* _Problem to solve_
Every entry must be reproduced word for word.

++++++++++

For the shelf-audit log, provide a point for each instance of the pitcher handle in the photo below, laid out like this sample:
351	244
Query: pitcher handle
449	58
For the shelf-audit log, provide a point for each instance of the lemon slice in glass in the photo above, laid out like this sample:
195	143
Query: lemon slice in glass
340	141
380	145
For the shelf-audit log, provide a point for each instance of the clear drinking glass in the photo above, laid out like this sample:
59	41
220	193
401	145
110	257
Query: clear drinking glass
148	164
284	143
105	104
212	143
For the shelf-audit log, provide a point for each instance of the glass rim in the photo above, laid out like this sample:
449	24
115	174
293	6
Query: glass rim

++++++++++

* _Response to the task_
For the shelf-audit log, provide a point for each instance of the pitcher handle in the photo below, laid out like this sample:
351	244
Query: pitcher handle
449	58
For the shelf-audit log, provide a point for each instance of the lemon slice in glass in the photo above, laid out like this sample:
195	143
Query: lemon slice in glass
340	141
380	145
For the shelf-audit log, provide a point for each instance of the clear drinking glass in the photo above, laid out like this sample:
59	41
220	193
401	145
110	257
Query: clear drinking glass
148	164
284	143
105	104
212	143
For the shelf-audit log, provide a point for each instance of the glass rim in the photo above, laid out like this sample:
449	24
115	174
293	6
Query: glass rim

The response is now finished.